## Your instructions
Starting at the line containing "switch in the photo below." and ending at the line containing "drawer in the photo above.", rewrite the items with "keypoint" swapped for "marker" and everything else unchanged. Leave the pictures out of your answer.

## Input material
####################

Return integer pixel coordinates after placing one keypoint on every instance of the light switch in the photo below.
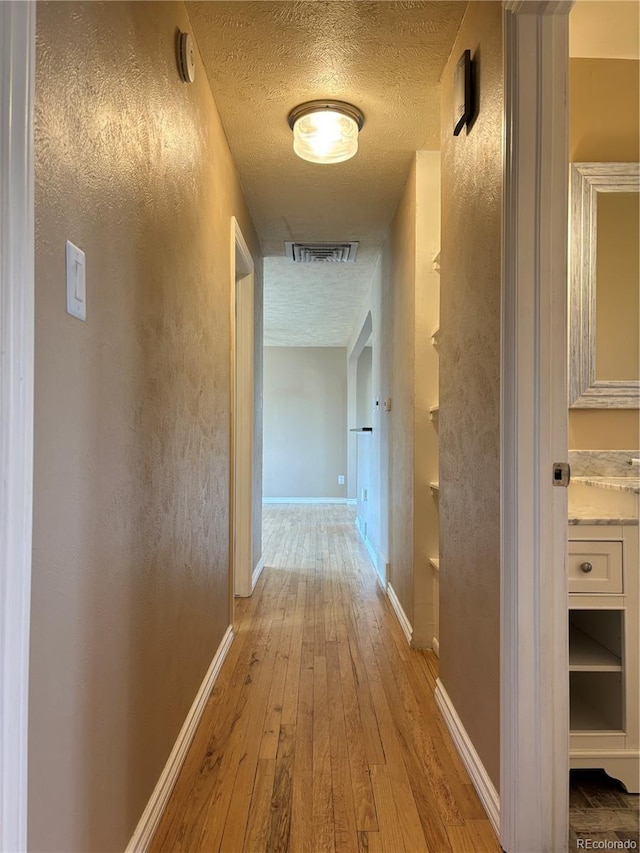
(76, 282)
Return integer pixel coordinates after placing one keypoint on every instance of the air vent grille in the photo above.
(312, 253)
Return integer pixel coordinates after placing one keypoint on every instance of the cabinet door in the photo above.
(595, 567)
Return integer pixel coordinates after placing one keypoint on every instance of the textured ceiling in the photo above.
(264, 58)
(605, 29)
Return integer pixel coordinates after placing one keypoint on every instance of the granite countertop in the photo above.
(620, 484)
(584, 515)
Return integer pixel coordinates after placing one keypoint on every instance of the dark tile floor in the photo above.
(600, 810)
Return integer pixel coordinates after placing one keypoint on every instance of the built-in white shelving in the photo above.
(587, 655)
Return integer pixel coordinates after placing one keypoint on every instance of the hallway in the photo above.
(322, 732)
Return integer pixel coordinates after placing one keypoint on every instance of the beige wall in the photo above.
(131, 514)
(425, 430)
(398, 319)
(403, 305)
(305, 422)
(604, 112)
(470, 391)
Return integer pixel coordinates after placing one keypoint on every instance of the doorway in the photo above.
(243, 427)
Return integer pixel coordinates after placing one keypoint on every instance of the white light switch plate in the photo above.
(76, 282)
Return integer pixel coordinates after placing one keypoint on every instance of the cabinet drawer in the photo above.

####################

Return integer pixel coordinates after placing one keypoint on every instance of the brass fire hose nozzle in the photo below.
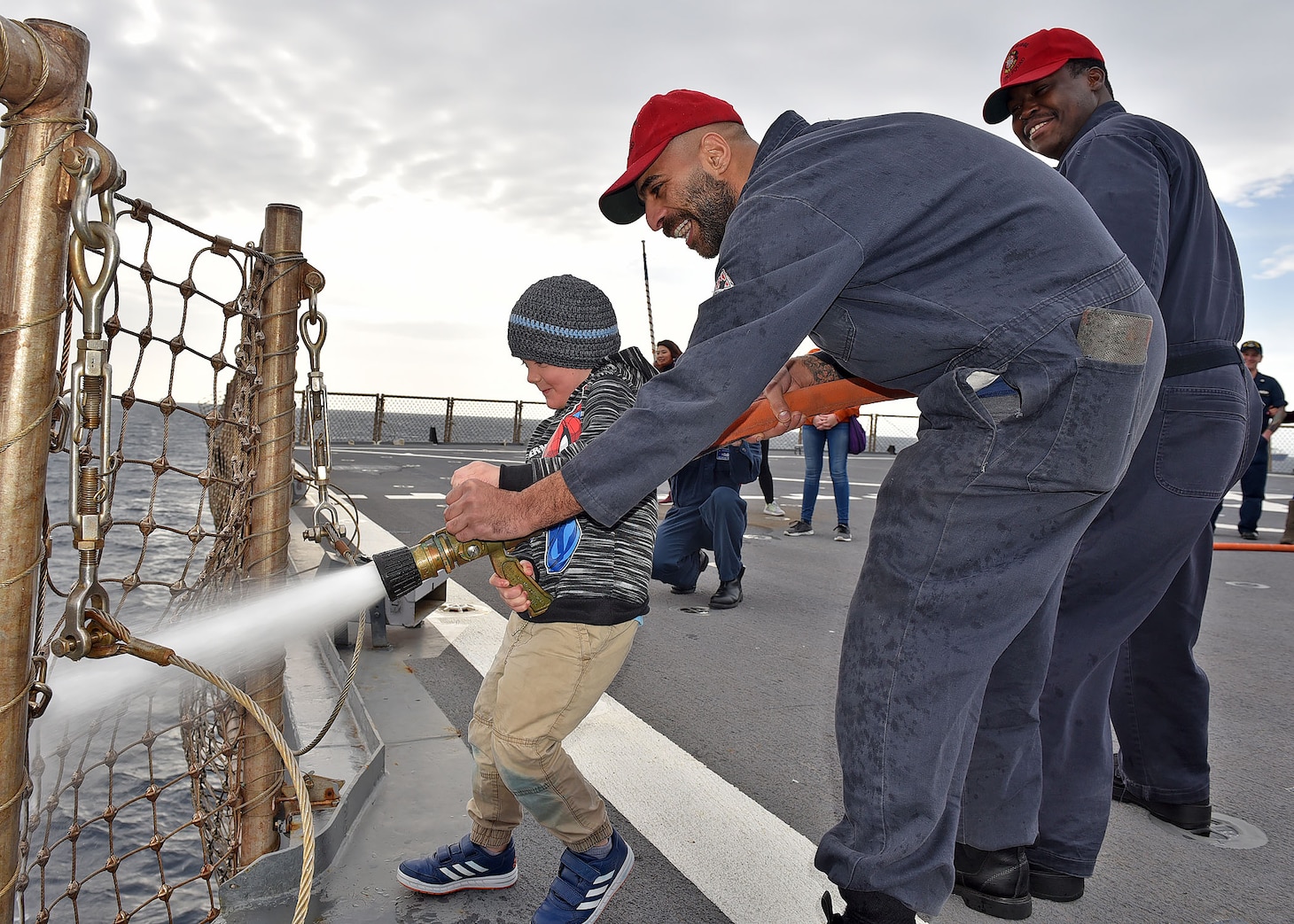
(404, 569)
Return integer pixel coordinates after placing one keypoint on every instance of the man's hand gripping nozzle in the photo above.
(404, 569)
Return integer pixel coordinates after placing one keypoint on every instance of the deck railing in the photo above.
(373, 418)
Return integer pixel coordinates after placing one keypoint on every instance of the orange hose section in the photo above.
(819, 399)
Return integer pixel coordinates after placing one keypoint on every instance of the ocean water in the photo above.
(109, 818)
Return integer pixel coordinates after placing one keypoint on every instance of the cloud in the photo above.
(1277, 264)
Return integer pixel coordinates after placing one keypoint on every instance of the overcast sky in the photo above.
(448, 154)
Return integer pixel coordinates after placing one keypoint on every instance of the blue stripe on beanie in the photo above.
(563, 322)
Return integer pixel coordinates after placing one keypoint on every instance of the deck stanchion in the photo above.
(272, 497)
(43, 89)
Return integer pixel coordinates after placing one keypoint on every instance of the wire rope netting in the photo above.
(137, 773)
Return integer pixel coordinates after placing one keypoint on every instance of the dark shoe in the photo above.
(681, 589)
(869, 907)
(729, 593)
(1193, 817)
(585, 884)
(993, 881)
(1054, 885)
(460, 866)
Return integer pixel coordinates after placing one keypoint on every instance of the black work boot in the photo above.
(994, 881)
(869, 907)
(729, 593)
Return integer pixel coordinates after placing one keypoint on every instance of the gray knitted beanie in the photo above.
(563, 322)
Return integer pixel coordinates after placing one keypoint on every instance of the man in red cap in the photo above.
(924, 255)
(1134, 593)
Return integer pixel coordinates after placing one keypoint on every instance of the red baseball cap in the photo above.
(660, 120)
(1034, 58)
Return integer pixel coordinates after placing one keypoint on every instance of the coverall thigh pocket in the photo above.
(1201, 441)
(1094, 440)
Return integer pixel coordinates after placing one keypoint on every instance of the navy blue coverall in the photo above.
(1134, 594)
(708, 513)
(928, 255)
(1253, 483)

####################

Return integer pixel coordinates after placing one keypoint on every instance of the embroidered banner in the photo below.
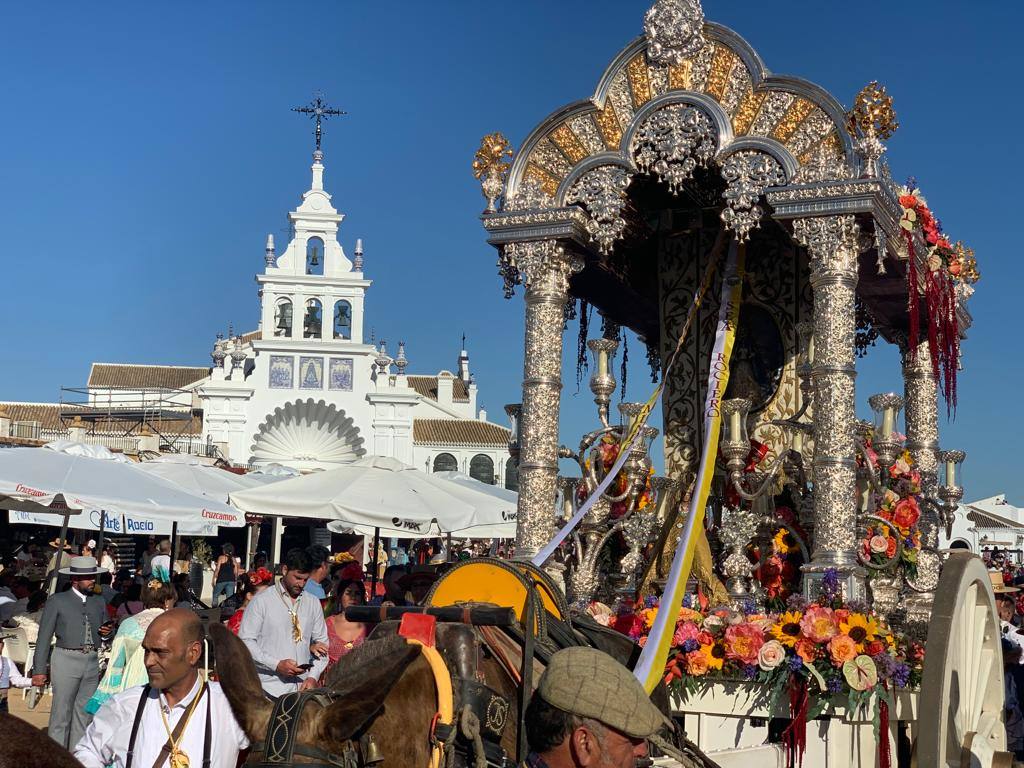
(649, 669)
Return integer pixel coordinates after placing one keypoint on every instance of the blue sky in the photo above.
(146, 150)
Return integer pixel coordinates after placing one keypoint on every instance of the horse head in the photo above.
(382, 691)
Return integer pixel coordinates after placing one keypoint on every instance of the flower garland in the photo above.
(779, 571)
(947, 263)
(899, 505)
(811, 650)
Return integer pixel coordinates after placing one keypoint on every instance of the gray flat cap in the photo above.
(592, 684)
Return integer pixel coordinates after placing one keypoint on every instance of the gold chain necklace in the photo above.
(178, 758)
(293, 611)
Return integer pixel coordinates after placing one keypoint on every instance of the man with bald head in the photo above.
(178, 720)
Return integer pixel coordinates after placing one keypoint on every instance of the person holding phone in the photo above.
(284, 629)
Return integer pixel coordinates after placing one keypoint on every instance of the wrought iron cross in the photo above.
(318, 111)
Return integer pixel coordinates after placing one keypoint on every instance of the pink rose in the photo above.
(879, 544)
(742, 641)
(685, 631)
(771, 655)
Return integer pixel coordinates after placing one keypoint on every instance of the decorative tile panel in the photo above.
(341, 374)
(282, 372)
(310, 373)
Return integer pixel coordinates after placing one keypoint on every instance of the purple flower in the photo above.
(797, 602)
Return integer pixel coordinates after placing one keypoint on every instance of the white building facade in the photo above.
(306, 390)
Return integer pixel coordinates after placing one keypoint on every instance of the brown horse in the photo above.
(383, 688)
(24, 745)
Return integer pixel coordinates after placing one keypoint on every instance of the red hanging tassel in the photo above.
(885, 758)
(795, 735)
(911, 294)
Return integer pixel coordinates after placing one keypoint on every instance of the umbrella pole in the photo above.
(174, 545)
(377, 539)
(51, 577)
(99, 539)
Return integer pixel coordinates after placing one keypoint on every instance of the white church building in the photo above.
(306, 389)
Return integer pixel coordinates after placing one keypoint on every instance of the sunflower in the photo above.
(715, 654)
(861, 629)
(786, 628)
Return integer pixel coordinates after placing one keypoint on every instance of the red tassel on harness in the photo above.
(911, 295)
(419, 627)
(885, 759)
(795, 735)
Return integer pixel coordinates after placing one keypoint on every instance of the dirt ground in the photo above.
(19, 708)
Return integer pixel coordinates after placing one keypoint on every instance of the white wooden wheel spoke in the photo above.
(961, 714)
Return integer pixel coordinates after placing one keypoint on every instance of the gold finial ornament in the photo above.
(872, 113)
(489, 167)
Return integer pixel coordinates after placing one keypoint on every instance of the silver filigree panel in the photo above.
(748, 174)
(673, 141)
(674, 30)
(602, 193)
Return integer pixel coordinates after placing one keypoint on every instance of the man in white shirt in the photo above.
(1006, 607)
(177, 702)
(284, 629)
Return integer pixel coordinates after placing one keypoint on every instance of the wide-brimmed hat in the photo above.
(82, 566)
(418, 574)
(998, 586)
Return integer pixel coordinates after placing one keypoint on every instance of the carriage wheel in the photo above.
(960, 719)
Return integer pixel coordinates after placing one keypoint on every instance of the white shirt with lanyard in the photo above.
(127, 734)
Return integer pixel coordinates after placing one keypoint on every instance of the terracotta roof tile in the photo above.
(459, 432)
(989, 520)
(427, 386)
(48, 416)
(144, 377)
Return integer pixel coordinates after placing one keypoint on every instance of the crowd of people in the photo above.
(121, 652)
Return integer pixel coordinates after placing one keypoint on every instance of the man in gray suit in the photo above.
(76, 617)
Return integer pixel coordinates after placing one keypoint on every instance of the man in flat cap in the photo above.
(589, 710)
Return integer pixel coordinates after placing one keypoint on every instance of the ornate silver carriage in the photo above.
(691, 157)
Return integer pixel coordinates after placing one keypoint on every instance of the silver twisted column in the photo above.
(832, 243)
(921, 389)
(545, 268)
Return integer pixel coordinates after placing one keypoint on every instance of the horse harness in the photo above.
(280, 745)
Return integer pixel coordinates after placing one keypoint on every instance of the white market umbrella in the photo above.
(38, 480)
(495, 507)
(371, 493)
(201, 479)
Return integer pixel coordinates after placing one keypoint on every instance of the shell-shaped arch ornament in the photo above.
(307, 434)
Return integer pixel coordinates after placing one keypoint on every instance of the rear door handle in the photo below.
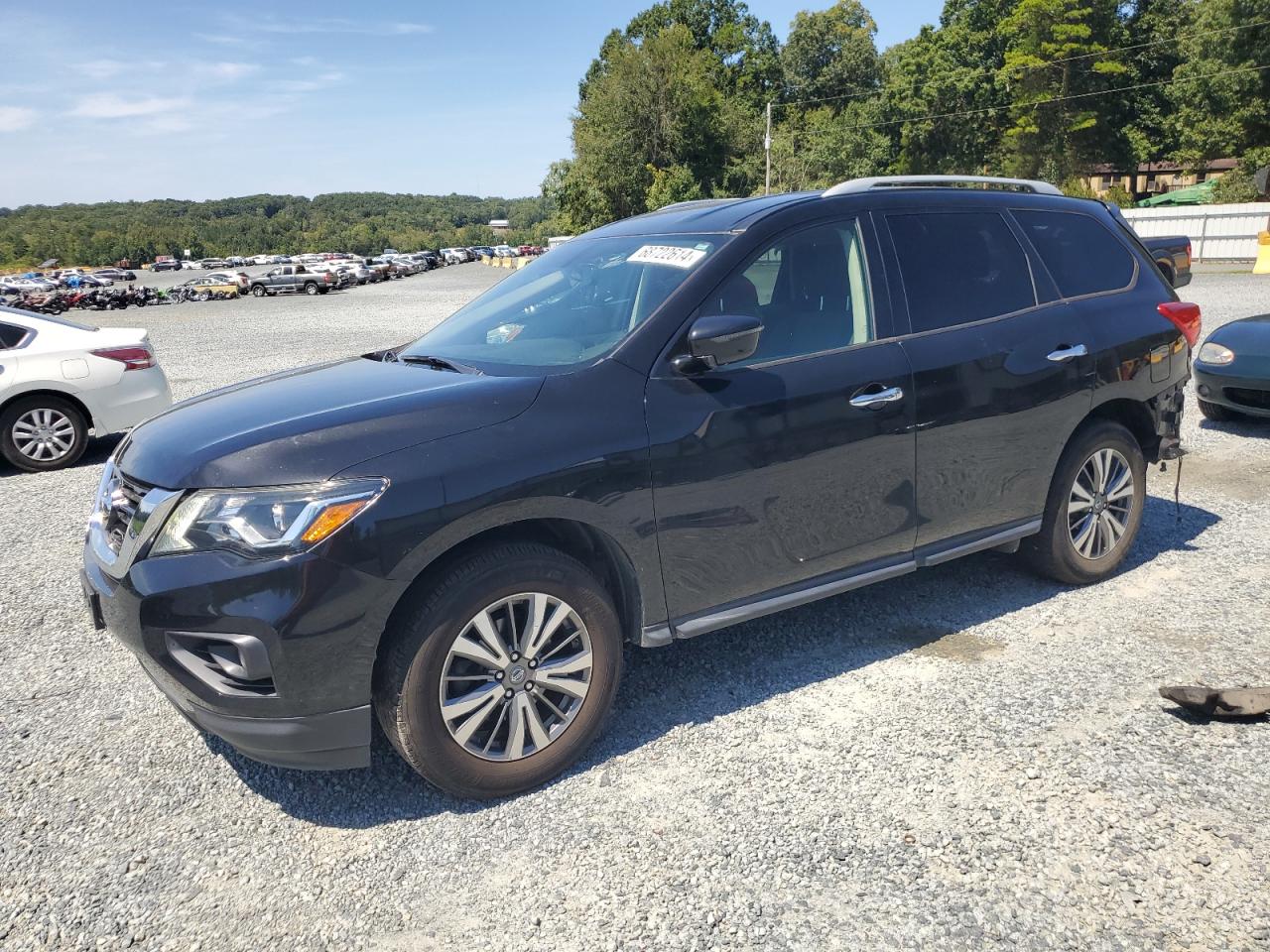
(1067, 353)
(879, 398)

####################

## Output for this exercise
Return integer pixel coordinates after placing one marker on every instance of the light switch in the photo below.
(76, 282)
Return integer pixel coordinates after placing one marker on every instance of the air vent grille in the photo above.
(312, 253)
Return integer pixel coordinates after placing one marker on every instance of the cabinet door in the photo above.
(595, 567)
Return integer pixel coordinates after placing one marker on every instance of the textured ceiling in the photo above.
(264, 58)
(605, 29)
Return integer pixel coordinates after placing one marker on every instance of the granite countertop in the photo above.
(620, 484)
(584, 515)
Return integer pixel coordinates after placing one marker on every instance of the dark tile floor in the photo above.
(600, 810)
Return integer pixel coordinates after placing one marker on every instance of the built-in white shelving in the photo above.
(587, 655)
Return integer pixel coordinates after placing one marker on every instance of the hallway in the photo above.
(322, 732)
Return integer pixel coordinates after placing one marker on every instance of the beige wall in the photo above.
(131, 514)
(425, 430)
(398, 319)
(403, 305)
(305, 422)
(604, 112)
(470, 391)
Return integer pixel coordinates after placing one marker on every instance of the doorway in the photo above.
(243, 427)
Return integer pixel coordinates after placing one marker on every instance of the white light switch plate in the photo above.
(76, 282)
Return integer pixel coordinates after placing one marker on every instance of the cabinet drawer in the photo above.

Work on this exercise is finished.